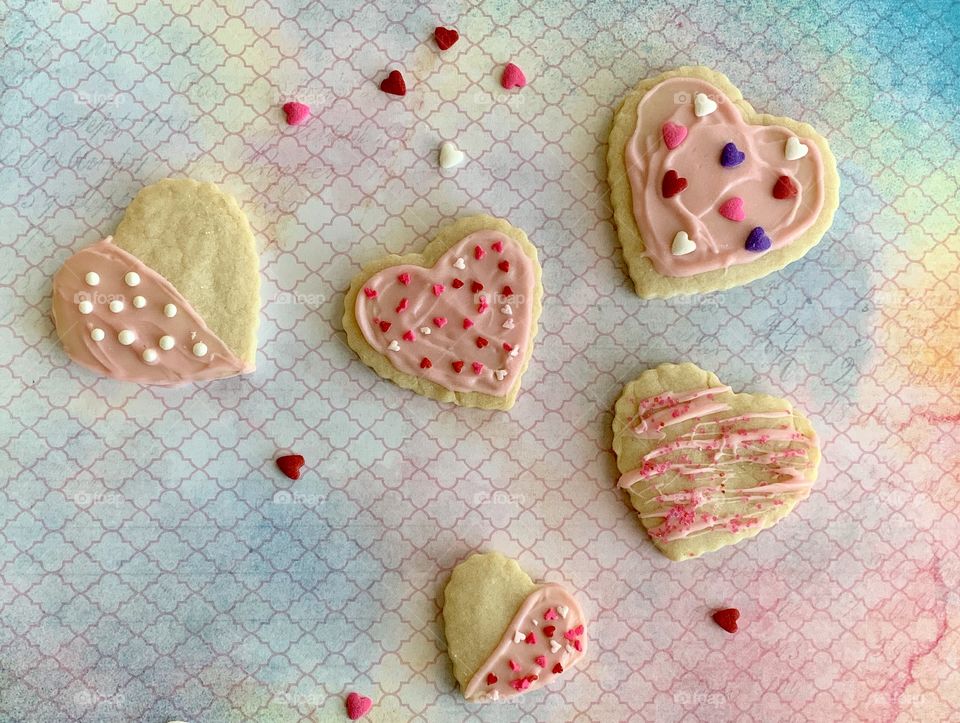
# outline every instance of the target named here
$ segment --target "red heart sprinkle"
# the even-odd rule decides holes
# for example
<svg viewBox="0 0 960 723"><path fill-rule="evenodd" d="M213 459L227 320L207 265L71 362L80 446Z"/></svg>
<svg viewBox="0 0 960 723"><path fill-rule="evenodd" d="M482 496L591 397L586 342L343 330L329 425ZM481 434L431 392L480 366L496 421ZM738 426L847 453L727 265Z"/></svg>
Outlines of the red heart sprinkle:
<svg viewBox="0 0 960 723"><path fill-rule="evenodd" d="M347 718L350 720L360 720L373 707L373 701L365 695L351 693L347 696Z"/></svg>
<svg viewBox="0 0 960 723"><path fill-rule="evenodd" d="M670 170L663 174L663 184L661 190L664 198L676 196L680 191L687 187L687 179L681 178L676 171Z"/></svg>
<svg viewBox="0 0 960 723"><path fill-rule="evenodd" d="M447 50L460 39L460 33L453 28L437 27L433 31L433 39L437 41L437 47L440 50Z"/></svg>
<svg viewBox="0 0 960 723"><path fill-rule="evenodd" d="M307 122L310 117L310 106L306 103L284 103L283 112L287 116L288 126L298 126Z"/></svg>
<svg viewBox="0 0 960 723"><path fill-rule="evenodd" d="M470 319L464 319L464 320L463 320L463 328L464 328L464 329L469 329L471 326L473 326L473 322L470 321Z"/></svg>
<svg viewBox="0 0 960 723"><path fill-rule="evenodd" d="M478 314L482 314L483 312L485 312L485 311L487 310L487 308L488 308L489 306L490 306L490 302L487 301L487 297L486 297L486 296L481 296L481 297L480 297L480 303L477 304L477 313L478 313Z"/></svg>
<svg viewBox="0 0 960 723"><path fill-rule="evenodd" d="M664 123L660 132L663 134L663 142L667 144L667 148L671 151L687 138L686 126L678 125L677 123Z"/></svg>
<svg viewBox="0 0 960 723"><path fill-rule="evenodd" d="M463 282L460 279L453 280L453 288L459 289L461 286L463 286Z"/></svg>
<svg viewBox="0 0 960 723"><path fill-rule="evenodd" d="M487 673L487 685L493 685L498 680L500 679L497 676L495 676L493 673Z"/></svg>
<svg viewBox="0 0 960 723"><path fill-rule="evenodd" d="M539 665L541 668L546 668L546 667L547 667L547 656L546 656L546 655L538 655L536 658L533 659L533 662L536 663L537 665Z"/></svg>
<svg viewBox="0 0 960 723"><path fill-rule="evenodd" d="M513 347L512 347L510 344L507 344L507 342L503 342L503 350L504 350L504 351L513 351Z"/></svg>
<svg viewBox="0 0 960 723"><path fill-rule="evenodd" d="M433 285L433 295L440 296L446 289L444 289L443 284L434 284Z"/></svg>
<svg viewBox="0 0 960 723"><path fill-rule="evenodd" d="M777 179L777 182L773 184L773 197L783 200L785 198L793 198L800 192L800 189L797 188L790 176L780 176Z"/></svg>
<svg viewBox="0 0 960 723"><path fill-rule="evenodd" d="M480 374L482 371L483 371L483 364L481 364L480 362L474 362L474 363L473 363L473 373L474 373L474 374Z"/></svg>
<svg viewBox="0 0 960 723"><path fill-rule="evenodd" d="M478 291L483 291L483 284L481 284L479 281L471 281L470 291L472 291L474 294L476 294Z"/></svg>
<svg viewBox="0 0 960 723"><path fill-rule="evenodd" d="M500 253L501 251L503 251L503 241L494 241L493 244L491 244L490 248L492 248L497 253Z"/></svg>
<svg viewBox="0 0 960 723"><path fill-rule="evenodd" d="M403 81L399 70L391 70L390 75L380 83L380 90L390 95L406 95L407 84Z"/></svg>
<svg viewBox="0 0 960 723"><path fill-rule="evenodd" d="M409 306L410 306L410 302L407 301L406 297L404 297L403 299L400 299L400 303L397 304L397 308L395 309L395 311L399 314L401 311L406 311L407 307Z"/></svg>
<svg viewBox="0 0 960 723"><path fill-rule="evenodd" d="M486 256L486 255L487 255L487 252L484 251L484 250L483 250L482 248L480 248L479 246L474 246L474 247L473 247L473 258L475 258L477 261L479 261L480 259L482 259L482 258L483 258L484 256Z"/></svg>
<svg viewBox="0 0 960 723"><path fill-rule="evenodd" d="M510 670L512 670L512 671L514 671L514 672L520 670L520 664L519 664L519 663L515 663L514 661L511 660L511 661L510 661Z"/></svg>
<svg viewBox="0 0 960 723"><path fill-rule="evenodd" d="M560 675L560 673L563 672L563 666L560 665L560 663L557 663L556 665L553 666L553 672L554 672L556 675Z"/></svg>
<svg viewBox="0 0 960 723"><path fill-rule="evenodd" d="M463 371L462 361L455 361L452 366L453 366L453 371L455 371L457 374Z"/></svg>
<svg viewBox="0 0 960 723"><path fill-rule="evenodd" d="M573 649L576 650L576 651L579 653L580 651L583 650L583 643L582 643L581 641L579 641L579 640L574 640L574 641L573 641Z"/></svg>
<svg viewBox="0 0 960 723"><path fill-rule="evenodd" d="M531 630L529 633L527 633L527 637L524 638L524 641L523 641L523 642L525 642L527 645L536 645L536 644L537 644L537 636L536 636L536 635L534 634L534 632Z"/></svg>
<svg viewBox="0 0 960 723"><path fill-rule="evenodd" d="M417 335L413 333L413 329L407 329L405 332L403 332L403 338L405 341L415 341Z"/></svg>
<svg viewBox="0 0 960 723"><path fill-rule="evenodd" d="M424 357L423 359L420 360L421 369L429 369L432 366L433 366L433 362L430 361L429 357Z"/></svg>
<svg viewBox="0 0 960 723"><path fill-rule="evenodd" d="M526 84L527 78L523 71L513 63L507 63L500 78L500 85L510 90L511 88L522 88Z"/></svg>
<svg viewBox="0 0 960 723"><path fill-rule="evenodd" d="M739 629L737 620L740 619L740 611L736 608L724 608L717 610L712 616L713 622L726 630L728 633L735 633Z"/></svg>
<svg viewBox="0 0 960 723"><path fill-rule="evenodd" d="M433 318L433 323L437 325L438 329L442 329L447 325L447 317L445 316L435 316Z"/></svg>
<svg viewBox="0 0 960 723"><path fill-rule="evenodd" d="M277 457L277 467L290 479L300 479L300 468L303 467L302 454L285 454Z"/></svg>
<svg viewBox="0 0 960 723"><path fill-rule="evenodd" d="M504 273L506 273L507 271L510 270L510 262L504 259L499 264L497 264L497 268L503 271Z"/></svg>
<svg viewBox="0 0 960 723"><path fill-rule="evenodd" d="M477 337L477 349L483 349L483 347L485 347L485 346L486 346L487 344L489 344L489 343L490 343L490 342L488 342L488 341L487 341L486 339L484 339L482 336L478 336L478 337Z"/></svg>
<svg viewBox="0 0 960 723"><path fill-rule="evenodd" d="M504 295L504 296L513 296L513 289L511 289L509 286L504 286L504 287L503 287L503 295Z"/></svg>
<svg viewBox="0 0 960 723"><path fill-rule="evenodd" d="M401 284L403 284L404 286L409 286L409 285L410 285L410 274L408 274L406 271L404 271L402 274L400 274L400 275L397 277L397 281L399 281L399 282L400 282Z"/></svg>
<svg viewBox="0 0 960 723"><path fill-rule="evenodd" d="M367 295L368 299L377 298L377 290L371 289L369 286L363 290L363 293Z"/></svg>
<svg viewBox="0 0 960 723"><path fill-rule="evenodd" d="M391 327L391 326L393 326L393 324L391 324L389 321L381 321L381 322L380 322L380 331L382 331L384 334L386 334L388 331L390 331L390 327Z"/></svg>
<svg viewBox="0 0 960 723"><path fill-rule="evenodd" d="M545 628L543 629L543 634L546 635L548 638L552 638L552 637L553 637L553 634L554 634L556 631L557 631L557 628L556 628L555 626L553 626L553 625L548 625L547 627L545 627Z"/></svg>

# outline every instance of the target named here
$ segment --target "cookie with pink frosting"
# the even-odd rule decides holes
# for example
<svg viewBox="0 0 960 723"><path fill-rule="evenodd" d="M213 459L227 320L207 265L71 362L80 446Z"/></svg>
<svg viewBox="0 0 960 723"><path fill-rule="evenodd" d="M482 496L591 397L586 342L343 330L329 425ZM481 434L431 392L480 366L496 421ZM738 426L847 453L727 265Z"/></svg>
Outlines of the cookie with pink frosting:
<svg viewBox="0 0 960 723"><path fill-rule="evenodd" d="M772 527L810 495L817 434L785 399L735 393L694 364L663 364L617 401L613 449L647 534L687 560Z"/></svg>
<svg viewBox="0 0 960 723"><path fill-rule="evenodd" d="M556 583L535 583L498 552L471 555L444 589L447 654L463 696L488 702L554 681L587 650L589 624Z"/></svg>
<svg viewBox="0 0 960 723"><path fill-rule="evenodd" d="M840 181L806 123L758 113L722 74L684 67L624 99L607 157L637 293L728 289L801 258L830 228Z"/></svg>
<svg viewBox="0 0 960 723"><path fill-rule="evenodd" d="M347 342L377 374L432 399L509 409L533 350L537 250L506 221L471 216L422 253L366 266L344 301Z"/></svg>
<svg viewBox="0 0 960 723"><path fill-rule="evenodd" d="M53 279L64 350L96 374L177 385L253 371L258 258L236 201L211 183L142 189L113 236Z"/></svg>

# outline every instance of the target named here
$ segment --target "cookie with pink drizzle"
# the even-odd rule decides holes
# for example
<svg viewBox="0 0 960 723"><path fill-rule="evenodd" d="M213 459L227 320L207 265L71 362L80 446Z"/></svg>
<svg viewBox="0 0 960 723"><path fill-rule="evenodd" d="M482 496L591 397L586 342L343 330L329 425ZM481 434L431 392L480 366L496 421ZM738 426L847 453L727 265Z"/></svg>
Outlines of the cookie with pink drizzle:
<svg viewBox="0 0 960 723"><path fill-rule="evenodd" d="M805 123L757 113L703 67L627 95L607 161L617 233L644 298L766 276L816 245L839 203L827 141Z"/></svg>
<svg viewBox="0 0 960 723"><path fill-rule="evenodd" d="M784 399L734 393L693 364L663 364L617 401L613 448L647 534L671 560L771 527L810 494L820 448Z"/></svg>
<svg viewBox="0 0 960 723"><path fill-rule="evenodd" d="M540 276L523 231L489 216L465 218L423 253L364 268L344 302L347 342L401 387L509 409L537 333Z"/></svg>
<svg viewBox="0 0 960 723"><path fill-rule="evenodd" d="M454 676L477 702L550 685L583 657L589 636L569 592L533 582L497 552L471 555L454 569L443 625Z"/></svg>
<svg viewBox="0 0 960 723"><path fill-rule="evenodd" d="M114 237L75 253L53 279L67 354L97 374L176 385L253 371L259 314L253 234L213 184L142 189Z"/></svg>

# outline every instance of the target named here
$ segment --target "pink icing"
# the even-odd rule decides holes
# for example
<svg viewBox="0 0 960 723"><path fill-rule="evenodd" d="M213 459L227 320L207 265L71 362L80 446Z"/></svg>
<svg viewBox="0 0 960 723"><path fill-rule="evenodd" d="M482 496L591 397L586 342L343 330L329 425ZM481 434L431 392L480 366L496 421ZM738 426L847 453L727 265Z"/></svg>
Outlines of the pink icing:
<svg viewBox="0 0 960 723"><path fill-rule="evenodd" d="M698 118L694 112L697 93L714 99L717 109ZM671 123L687 129L686 137L673 149L664 140L664 126ZM672 145L678 134L673 126L667 128ZM788 161L784 149L794 135L783 126L747 124L737 106L699 78L670 78L647 91L637 105L637 127L624 160L645 255L658 273L692 276L749 263L763 255L744 248L753 228L762 227L773 242L771 248L778 249L810 227L824 204L823 160L818 146L801 138L807 155ZM725 168L720 165L720 153L730 142L746 154L746 160ZM686 178L688 186L664 198L661 186L669 170ZM799 188L795 197L774 198L773 187L780 176L790 177ZM725 218L719 211L732 197L743 200L741 221ZM679 231L696 243L695 251L672 253Z"/></svg>
<svg viewBox="0 0 960 723"><path fill-rule="evenodd" d="M548 609L557 608L565 608L566 616L557 616L551 634L533 634L533 621L545 618ZM548 685L583 657L587 640L584 625L583 611L570 593L553 583L541 585L523 601L463 696L467 700L508 698ZM551 645L551 641L556 644Z"/></svg>
<svg viewBox="0 0 960 723"><path fill-rule="evenodd" d="M648 530L654 539L671 542L703 532L739 532L759 524L759 513L770 506L782 505L790 496L805 496L813 484L810 452L816 438L789 424L792 415L786 410L717 416L730 410L723 399L729 393L726 386L683 394L664 392L637 405L630 430L639 439L666 439L668 428L695 422L644 455L642 464L618 482L619 487L640 485L631 491L653 495L657 506L640 516L660 520ZM764 481L728 490L727 483L745 465L763 468ZM677 480L685 483L679 491L660 492ZM755 512L717 513L717 505L734 500L752 501Z"/></svg>
<svg viewBox="0 0 960 723"><path fill-rule="evenodd" d="M533 260L516 241L477 231L432 268L391 266L367 279L357 294L357 324L399 371L455 392L504 396L518 381L529 341L535 283ZM393 342L399 349L390 349Z"/></svg>
<svg viewBox="0 0 960 723"><path fill-rule="evenodd" d="M99 283L87 282L89 272L99 275ZM124 281L128 272L139 275L139 284L129 286ZM137 308L136 296L143 297L146 305ZM111 301L121 301L122 311L111 311ZM83 302L92 304L90 313L81 313ZM176 306L175 316L164 314L167 304ZM63 348L74 361L114 379L172 385L253 370L210 331L169 281L109 237L71 256L54 276L53 319ZM93 338L94 329L103 331L102 340ZM136 335L132 344L120 343L123 330ZM161 348L163 336L174 340L171 349ZM194 353L198 343L206 346L203 356ZM146 349L156 353L155 362L144 360Z"/></svg>

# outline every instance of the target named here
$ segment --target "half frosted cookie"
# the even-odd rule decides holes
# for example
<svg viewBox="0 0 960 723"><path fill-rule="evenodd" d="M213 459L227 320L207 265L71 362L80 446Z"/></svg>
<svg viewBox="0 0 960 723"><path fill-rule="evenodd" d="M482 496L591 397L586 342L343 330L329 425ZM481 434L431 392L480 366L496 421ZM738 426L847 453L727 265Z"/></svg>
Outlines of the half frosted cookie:
<svg viewBox="0 0 960 723"><path fill-rule="evenodd" d="M463 696L486 702L549 685L587 649L586 618L560 585L497 552L471 555L444 590L447 653Z"/></svg>
<svg viewBox="0 0 960 723"><path fill-rule="evenodd" d="M756 112L722 74L642 81L607 156L617 234L644 298L728 289L801 258L829 229L840 181L827 141Z"/></svg>
<svg viewBox="0 0 960 723"><path fill-rule="evenodd" d="M420 254L366 266L344 301L347 342L377 374L418 394L509 409L537 334L537 250L506 221L471 216Z"/></svg>
<svg viewBox="0 0 960 723"><path fill-rule="evenodd" d="M113 237L67 259L53 318L67 354L103 376L172 385L253 371L259 273L250 225L210 183L164 180Z"/></svg>
<svg viewBox="0 0 960 723"><path fill-rule="evenodd" d="M613 449L653 544L686 560L772 527L810 494L817 434L785 399L734 393L694 364L663 364L617 401Z"/></svg>

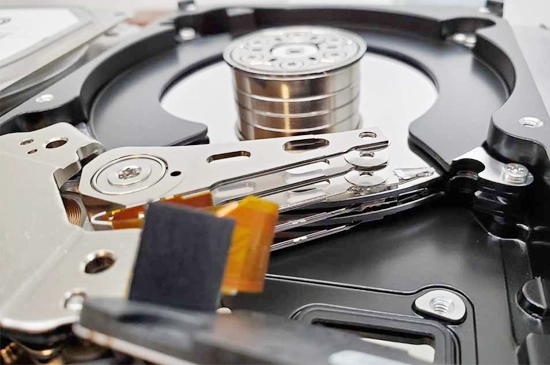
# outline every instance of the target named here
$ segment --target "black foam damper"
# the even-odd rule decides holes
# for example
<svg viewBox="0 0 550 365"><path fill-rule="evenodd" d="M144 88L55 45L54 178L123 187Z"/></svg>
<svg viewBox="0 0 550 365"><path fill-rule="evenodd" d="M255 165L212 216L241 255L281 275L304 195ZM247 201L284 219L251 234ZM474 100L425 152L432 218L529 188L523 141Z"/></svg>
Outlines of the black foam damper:
<svg viewBox="0 0 550 365"><path fill-rule="evenodd" d="M129 299L214 311L234 224L197 209L151 204Z"/></svg>

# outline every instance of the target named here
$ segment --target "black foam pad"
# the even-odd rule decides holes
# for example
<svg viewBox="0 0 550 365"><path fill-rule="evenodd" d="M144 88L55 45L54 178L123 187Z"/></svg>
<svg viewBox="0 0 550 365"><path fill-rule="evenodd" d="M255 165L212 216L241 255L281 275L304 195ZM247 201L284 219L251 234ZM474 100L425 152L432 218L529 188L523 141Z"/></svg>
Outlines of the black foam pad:
<svg viewBox="0 0 550 365"><path fill-rule="evenodd" d="M150 205L129 299L214 311L234 225L197 209Z"/></svg>

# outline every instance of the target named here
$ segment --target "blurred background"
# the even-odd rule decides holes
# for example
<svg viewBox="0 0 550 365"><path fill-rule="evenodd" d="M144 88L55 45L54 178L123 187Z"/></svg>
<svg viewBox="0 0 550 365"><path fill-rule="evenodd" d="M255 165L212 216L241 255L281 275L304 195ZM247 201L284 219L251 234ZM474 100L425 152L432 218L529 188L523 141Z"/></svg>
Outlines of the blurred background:
<svg viewBox="0 0 550 365"><path fill-rule="evenodd" d="M417 4L438 6L466 6L483 7L485 0L196 0L199 6L212 5L250 5L250 4ZM504 2L504 17L514 24L544 24L550 28L550 1L549 0L499 0ZM89 8L113 9L117 11L170 11L177 7L176 0L0 0L0 4L15 3L17 5L81 5Z"/></svg>

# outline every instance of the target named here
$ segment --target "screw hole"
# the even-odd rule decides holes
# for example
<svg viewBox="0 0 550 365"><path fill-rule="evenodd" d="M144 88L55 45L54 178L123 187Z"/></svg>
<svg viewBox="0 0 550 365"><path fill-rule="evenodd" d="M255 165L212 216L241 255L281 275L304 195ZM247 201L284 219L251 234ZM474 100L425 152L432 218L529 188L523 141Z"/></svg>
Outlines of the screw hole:
<svg viewBox="0 0 550 365"><path fill-rule="evenodd" d="M32 139L32 138L27 138L27 139L24 139L24 140L22 140L21 142L19 142L19 144L20 144L21 146L25 146L25 145L31 144L31 143L33 143L33 142L34 142L34 139Z"/></svg>
<svg viewBox="0 0 550 365"><path fill-rule="evenodd" d="M540 128L544 122L539 118L524 117L519 120L519 123L526 128Z"/></svg>
<svg viewBox="0 0 550 365"><path fill-rule="evenodd" d="M373 158L375 154L374 152L370 152L370 151L360 151L359 156Z"/></svg>
<svg viewBox="0 0 550 365"><path fill-rule="evenodd" d="M449 298L436 297L430 300L430 307L435 313L446 316L454 311L455 304Z"/></svg>
<svg viewBox="0 0 550 365"><path fill-rule="evenodd" d="M296 153L324 148L327 147L329 144L330 142L323 138L306 138L287 142L283 145L283 149L286 152Z"/></svg>
<svg viewBox="0 0 550 365"><path fill-rule="evenodd" d="M66 137L56 137L52 140L50 140L48 143L46 143L46 148L52 149L63 146L65 143L67 143L68 139Z"/></svg>
<svg viewBox="0 0 550 365"><path fill-rule="evenodd" d="M86 298L86 293L82 289L74 289L73 291L65 294L65 301L63 307L72 311L79 311L82 309L82 304Z"/></svg>
<svg viewBox="0 0 550 365"><path fill-rule="evenodd" d="M84 266L86 274L99 274L115 264L115 255L110 251L97 251L88 256Z"/></svg>
<svg viewBox="0 0 550 365"><path fill-rule="evenodd" d="M374 132L363 132L359 134L359 138L376 138L376 133Z"/></svg>
<svg viewBox="0 0 550 365"><path fill-rule="evenodd" d="M33 153L36 153L38 152L38 150L36 148L30 150L29 152L27 152L28 155L32 155Z"/></svg>
<svg viewBox="0 0 550 365"><path fill-rule="evenodd" d="M180 176L180 175L181 175L181 171L172 171L172 172L170 173L170 176L174 176L174 177Z"/></svg>

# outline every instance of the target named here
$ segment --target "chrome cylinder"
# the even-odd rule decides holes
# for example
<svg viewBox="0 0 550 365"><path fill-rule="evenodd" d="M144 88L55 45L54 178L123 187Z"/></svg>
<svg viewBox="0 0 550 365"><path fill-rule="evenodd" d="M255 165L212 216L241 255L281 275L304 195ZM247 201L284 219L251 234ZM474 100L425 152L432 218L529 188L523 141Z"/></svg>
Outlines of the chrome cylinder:
<svg viewBox="0 0 550 365"><path fill-rule="evenodd" d="M236 39L224 59L233 69L240 137L358 128L365 51L359 36L326 27L273 28Z"/></svg>

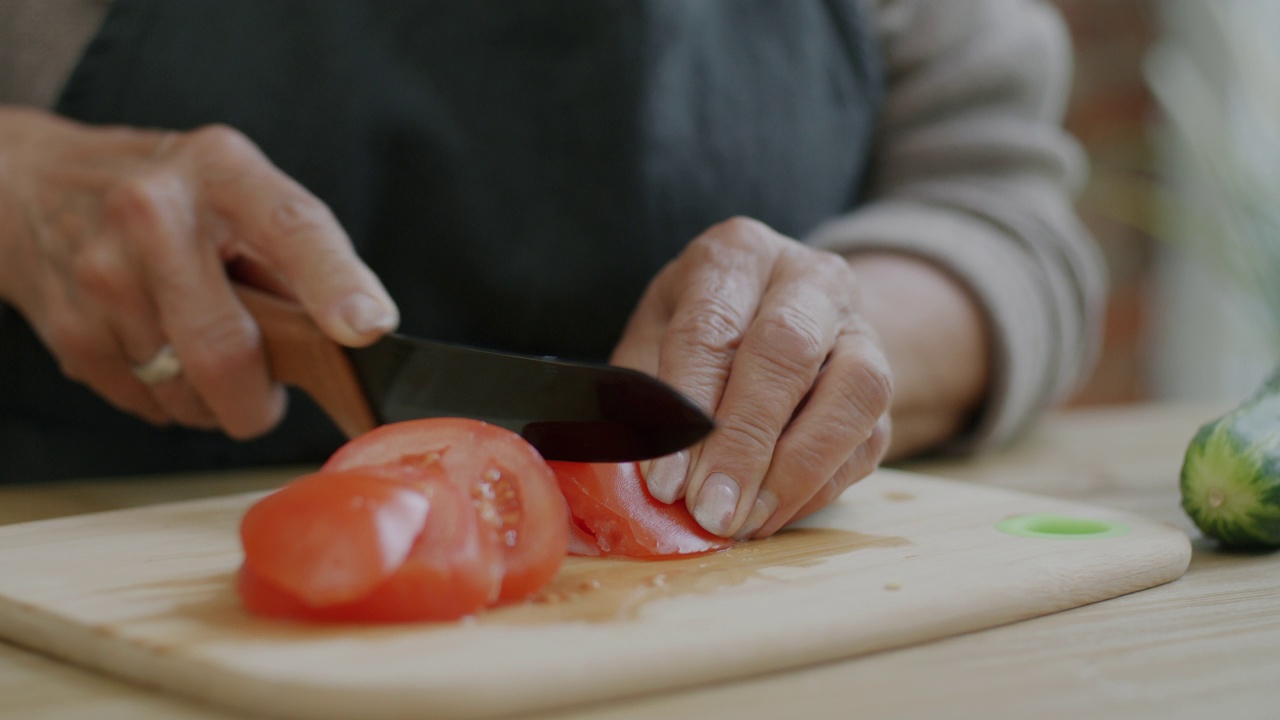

* ASSIGNMENT: Extract each line from the listing that holds the word "segment".

* SOLUTION FOR THIS EXERCISE:
$ segment --target "red heart sprinkle"
$ segment --target "cookie with pink frosting"
$ segment --target "cookie with pink drizzle"
$ segment --target "pink icing"
$ segment --target "half frosted cookie"
$ segment --target "black foam damper"
$ segment --target "black foam pad"
$ segment --target "blurred background"
$ segment --target "screw hole"
$ segment --target "chrome cylinder"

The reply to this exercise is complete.